### What you will do
List each line of the records below that contains the word "tower", copying every such line in full.

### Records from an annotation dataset
-- start --

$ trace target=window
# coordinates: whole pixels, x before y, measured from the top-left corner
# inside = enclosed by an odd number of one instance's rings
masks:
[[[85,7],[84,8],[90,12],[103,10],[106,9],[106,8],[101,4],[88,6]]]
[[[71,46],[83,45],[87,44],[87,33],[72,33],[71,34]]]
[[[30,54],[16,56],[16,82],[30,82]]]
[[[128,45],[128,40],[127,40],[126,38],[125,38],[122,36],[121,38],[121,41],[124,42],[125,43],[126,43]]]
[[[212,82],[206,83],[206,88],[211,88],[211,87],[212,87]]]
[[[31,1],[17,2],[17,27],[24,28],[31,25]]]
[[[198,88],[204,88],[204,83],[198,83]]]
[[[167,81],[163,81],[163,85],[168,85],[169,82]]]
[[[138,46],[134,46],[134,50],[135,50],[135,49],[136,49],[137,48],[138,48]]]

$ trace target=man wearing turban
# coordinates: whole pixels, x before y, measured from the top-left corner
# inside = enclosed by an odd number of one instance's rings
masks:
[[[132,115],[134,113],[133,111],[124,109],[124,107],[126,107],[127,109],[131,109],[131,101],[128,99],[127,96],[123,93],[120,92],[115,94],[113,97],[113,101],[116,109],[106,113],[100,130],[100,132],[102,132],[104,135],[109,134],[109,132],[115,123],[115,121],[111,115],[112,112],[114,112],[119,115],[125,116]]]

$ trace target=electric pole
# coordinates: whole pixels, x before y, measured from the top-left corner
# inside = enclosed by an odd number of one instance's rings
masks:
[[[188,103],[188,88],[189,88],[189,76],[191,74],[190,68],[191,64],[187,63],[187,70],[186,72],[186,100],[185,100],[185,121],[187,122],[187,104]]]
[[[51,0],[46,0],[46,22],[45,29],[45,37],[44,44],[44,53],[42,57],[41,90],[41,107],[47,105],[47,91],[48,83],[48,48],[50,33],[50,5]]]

-- end --
-- start --

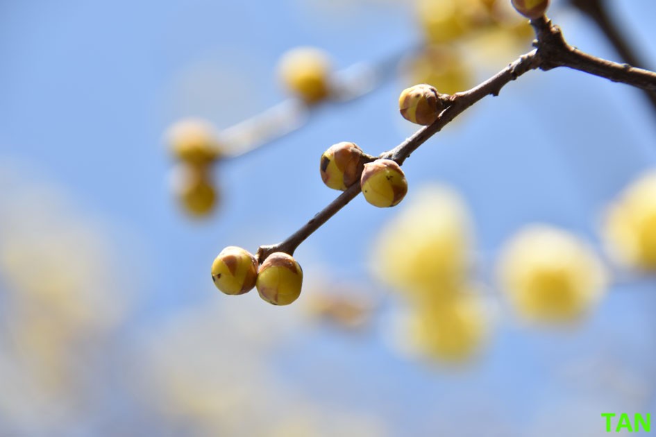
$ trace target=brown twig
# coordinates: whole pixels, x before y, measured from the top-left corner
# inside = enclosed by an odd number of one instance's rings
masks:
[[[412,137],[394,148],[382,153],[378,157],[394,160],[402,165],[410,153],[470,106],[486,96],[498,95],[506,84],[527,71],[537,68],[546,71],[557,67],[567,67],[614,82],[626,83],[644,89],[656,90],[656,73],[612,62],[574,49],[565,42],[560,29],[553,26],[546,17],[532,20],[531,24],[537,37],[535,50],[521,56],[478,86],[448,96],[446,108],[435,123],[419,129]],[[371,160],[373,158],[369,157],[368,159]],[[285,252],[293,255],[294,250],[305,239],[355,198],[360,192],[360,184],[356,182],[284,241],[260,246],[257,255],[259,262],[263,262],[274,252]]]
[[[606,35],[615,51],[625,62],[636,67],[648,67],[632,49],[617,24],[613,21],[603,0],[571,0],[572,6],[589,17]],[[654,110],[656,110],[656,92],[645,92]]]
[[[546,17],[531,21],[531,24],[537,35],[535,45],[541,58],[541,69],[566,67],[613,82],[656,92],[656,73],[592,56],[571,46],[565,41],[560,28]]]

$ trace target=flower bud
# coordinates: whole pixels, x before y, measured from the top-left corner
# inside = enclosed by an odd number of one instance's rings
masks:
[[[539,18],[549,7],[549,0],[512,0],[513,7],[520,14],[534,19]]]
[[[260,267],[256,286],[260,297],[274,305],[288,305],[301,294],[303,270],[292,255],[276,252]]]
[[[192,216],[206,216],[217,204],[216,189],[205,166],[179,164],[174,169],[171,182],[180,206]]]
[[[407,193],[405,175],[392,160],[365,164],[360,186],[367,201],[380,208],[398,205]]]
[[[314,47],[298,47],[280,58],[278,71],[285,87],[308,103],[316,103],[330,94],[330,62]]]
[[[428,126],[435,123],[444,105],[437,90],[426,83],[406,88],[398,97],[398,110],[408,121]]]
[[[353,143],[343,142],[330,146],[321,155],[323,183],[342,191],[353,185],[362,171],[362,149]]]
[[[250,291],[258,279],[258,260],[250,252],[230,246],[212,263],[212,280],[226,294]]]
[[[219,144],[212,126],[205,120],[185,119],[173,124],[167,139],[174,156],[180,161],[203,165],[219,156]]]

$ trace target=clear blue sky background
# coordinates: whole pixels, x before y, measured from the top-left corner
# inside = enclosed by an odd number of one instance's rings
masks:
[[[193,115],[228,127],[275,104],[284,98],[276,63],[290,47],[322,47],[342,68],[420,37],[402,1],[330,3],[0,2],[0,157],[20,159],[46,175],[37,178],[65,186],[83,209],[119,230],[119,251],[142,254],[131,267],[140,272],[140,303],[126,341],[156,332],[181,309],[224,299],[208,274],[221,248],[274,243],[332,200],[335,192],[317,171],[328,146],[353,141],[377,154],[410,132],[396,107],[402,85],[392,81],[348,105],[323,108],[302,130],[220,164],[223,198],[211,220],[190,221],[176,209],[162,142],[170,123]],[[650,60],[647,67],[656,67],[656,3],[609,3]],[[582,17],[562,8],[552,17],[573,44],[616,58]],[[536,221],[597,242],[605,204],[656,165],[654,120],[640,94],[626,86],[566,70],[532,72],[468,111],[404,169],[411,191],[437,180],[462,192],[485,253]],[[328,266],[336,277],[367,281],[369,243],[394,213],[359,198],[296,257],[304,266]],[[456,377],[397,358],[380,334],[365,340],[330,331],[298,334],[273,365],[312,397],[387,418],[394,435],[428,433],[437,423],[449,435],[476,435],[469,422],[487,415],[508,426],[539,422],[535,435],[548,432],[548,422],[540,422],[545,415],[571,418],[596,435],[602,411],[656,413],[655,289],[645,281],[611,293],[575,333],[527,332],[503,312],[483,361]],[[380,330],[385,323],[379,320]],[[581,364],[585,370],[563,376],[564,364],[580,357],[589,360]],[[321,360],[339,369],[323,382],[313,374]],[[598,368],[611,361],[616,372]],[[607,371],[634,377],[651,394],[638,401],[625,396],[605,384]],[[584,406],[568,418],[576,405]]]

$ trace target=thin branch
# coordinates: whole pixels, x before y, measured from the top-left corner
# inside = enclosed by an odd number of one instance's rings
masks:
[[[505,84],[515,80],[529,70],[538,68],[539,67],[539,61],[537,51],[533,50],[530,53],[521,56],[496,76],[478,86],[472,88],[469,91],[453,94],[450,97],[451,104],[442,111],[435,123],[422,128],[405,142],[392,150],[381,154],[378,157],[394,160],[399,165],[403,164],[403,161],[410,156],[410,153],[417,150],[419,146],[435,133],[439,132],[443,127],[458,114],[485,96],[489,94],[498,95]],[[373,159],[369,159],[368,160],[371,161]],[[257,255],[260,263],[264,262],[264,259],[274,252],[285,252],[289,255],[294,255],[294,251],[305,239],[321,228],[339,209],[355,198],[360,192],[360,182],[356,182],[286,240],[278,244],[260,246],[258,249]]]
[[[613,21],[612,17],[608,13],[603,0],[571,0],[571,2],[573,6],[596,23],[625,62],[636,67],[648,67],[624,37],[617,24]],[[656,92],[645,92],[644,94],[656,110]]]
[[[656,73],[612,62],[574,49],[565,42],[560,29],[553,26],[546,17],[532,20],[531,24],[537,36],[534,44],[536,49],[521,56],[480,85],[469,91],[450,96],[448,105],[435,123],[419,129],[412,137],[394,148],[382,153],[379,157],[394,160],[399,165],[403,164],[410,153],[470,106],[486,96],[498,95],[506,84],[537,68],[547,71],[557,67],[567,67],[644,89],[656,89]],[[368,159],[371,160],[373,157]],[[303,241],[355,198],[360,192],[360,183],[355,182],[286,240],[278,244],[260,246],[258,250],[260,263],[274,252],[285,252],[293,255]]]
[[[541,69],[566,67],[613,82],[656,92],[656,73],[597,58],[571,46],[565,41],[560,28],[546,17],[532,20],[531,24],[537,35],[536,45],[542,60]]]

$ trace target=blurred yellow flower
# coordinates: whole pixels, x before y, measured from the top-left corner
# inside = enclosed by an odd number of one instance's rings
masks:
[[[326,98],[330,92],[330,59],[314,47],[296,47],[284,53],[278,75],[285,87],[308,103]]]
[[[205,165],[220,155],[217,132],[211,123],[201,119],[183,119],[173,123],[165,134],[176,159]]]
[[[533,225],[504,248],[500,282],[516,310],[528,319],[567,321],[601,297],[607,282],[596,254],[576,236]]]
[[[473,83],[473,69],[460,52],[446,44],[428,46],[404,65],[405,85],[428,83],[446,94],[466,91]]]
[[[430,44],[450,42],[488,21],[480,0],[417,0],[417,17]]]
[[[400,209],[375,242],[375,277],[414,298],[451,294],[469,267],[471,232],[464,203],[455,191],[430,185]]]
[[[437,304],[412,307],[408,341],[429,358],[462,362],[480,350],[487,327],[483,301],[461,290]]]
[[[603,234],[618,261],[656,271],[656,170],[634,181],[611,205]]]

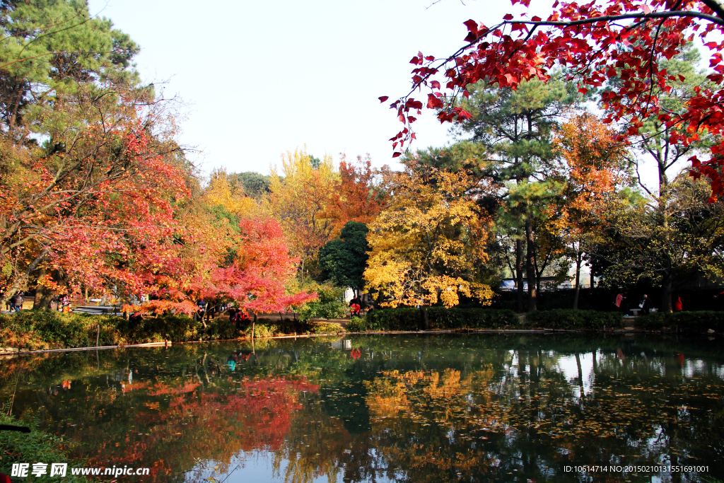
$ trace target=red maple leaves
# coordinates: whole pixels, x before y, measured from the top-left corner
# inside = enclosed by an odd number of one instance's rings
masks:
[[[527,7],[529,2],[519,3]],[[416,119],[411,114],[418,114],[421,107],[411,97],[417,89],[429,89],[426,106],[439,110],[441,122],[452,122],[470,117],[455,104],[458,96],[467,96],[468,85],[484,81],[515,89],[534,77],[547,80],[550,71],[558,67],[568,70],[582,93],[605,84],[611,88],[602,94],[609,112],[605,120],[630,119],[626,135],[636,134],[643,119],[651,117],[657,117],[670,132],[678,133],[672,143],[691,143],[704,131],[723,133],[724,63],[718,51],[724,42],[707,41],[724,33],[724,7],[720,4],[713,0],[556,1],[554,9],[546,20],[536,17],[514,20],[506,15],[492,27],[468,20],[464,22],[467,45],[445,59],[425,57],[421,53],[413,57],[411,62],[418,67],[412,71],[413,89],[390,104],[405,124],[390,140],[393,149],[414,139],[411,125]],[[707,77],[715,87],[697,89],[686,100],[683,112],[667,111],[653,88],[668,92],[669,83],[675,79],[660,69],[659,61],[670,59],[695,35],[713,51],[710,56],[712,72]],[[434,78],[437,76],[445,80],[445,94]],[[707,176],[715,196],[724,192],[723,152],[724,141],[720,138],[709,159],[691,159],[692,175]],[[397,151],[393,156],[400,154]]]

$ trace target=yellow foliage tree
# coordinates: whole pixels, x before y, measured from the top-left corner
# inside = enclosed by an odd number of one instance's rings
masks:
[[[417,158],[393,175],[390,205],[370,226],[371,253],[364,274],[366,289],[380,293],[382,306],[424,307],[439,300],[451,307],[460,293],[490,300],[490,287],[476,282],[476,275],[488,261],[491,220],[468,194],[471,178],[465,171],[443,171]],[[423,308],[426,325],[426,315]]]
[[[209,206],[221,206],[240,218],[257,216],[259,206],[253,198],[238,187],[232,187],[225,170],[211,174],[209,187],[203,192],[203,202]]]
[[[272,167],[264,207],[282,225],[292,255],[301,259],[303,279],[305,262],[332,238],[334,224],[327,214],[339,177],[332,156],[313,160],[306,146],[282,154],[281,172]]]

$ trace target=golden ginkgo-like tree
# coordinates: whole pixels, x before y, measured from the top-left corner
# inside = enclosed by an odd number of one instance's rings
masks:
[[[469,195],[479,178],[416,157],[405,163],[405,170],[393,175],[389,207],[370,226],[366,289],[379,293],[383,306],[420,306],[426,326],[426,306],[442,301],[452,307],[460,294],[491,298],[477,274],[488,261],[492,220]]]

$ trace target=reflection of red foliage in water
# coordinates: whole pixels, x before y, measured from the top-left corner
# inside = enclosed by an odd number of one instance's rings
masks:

-- end --
-- start --

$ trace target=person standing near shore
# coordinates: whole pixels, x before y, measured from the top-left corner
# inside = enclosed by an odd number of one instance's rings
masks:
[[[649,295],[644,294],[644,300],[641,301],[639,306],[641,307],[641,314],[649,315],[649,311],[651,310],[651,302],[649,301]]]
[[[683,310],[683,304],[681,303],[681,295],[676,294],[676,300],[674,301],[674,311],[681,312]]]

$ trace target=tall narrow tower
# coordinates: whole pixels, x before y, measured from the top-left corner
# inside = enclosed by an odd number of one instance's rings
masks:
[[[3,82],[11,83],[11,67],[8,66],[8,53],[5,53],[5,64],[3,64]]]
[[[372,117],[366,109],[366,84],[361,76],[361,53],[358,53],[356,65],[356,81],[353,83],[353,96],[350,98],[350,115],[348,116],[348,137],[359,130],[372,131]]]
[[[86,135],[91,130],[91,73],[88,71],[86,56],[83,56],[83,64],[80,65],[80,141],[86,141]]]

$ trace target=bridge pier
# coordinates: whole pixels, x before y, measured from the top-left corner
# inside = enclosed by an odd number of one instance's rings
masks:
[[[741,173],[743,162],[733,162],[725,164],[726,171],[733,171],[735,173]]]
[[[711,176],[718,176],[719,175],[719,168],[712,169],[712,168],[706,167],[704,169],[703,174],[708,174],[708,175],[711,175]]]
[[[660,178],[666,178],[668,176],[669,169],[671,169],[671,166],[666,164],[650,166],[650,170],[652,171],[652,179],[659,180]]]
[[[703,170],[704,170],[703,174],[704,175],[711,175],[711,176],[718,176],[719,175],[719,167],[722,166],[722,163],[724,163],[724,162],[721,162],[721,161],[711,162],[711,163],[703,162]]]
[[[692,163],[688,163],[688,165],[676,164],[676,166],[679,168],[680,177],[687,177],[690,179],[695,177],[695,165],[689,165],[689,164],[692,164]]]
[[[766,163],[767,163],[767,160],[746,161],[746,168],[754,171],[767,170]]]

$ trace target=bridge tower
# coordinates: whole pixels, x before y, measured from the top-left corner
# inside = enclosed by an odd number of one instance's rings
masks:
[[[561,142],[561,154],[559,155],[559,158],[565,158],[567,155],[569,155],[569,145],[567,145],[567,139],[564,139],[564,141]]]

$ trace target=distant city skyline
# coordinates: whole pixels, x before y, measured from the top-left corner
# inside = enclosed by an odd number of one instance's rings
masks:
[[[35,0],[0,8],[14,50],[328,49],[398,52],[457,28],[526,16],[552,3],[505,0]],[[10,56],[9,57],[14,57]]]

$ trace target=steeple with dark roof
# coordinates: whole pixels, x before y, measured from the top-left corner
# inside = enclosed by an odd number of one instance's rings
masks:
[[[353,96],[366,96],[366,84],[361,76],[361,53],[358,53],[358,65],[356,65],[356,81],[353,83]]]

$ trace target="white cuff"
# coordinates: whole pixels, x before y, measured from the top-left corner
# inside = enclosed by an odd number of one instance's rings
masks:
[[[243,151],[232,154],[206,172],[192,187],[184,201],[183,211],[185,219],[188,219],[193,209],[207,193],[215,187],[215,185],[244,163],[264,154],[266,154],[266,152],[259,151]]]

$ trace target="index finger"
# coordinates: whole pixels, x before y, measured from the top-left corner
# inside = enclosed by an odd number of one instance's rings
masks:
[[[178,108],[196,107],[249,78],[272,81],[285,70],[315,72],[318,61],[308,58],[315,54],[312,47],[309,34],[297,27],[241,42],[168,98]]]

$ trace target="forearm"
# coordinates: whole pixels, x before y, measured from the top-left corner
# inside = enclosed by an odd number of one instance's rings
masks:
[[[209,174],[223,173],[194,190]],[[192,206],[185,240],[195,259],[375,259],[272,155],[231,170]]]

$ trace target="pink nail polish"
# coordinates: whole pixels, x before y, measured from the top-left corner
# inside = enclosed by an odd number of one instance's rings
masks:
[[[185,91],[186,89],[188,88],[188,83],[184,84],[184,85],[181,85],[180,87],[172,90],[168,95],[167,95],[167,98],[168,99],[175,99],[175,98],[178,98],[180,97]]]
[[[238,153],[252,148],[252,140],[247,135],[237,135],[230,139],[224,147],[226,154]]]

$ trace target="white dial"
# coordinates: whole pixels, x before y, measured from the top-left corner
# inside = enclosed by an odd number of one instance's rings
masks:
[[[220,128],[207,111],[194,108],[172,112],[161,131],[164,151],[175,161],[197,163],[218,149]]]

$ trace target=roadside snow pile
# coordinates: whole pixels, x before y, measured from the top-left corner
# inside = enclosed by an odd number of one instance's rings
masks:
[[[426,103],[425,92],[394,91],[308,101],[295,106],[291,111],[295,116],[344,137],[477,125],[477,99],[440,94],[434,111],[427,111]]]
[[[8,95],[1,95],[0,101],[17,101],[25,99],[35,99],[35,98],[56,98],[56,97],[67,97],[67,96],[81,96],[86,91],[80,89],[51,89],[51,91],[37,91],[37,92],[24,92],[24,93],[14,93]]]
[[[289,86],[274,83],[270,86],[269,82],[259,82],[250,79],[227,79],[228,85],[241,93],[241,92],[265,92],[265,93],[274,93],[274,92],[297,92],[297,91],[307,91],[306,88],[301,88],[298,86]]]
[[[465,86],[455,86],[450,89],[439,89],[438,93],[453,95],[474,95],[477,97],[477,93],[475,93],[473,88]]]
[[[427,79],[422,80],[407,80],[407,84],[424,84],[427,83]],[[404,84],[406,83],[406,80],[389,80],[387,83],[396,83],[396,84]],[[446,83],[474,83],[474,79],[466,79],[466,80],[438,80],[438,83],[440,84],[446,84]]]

-- end --

### Reply
$ trace target=tall narrow tower
$ trace target=bridge tower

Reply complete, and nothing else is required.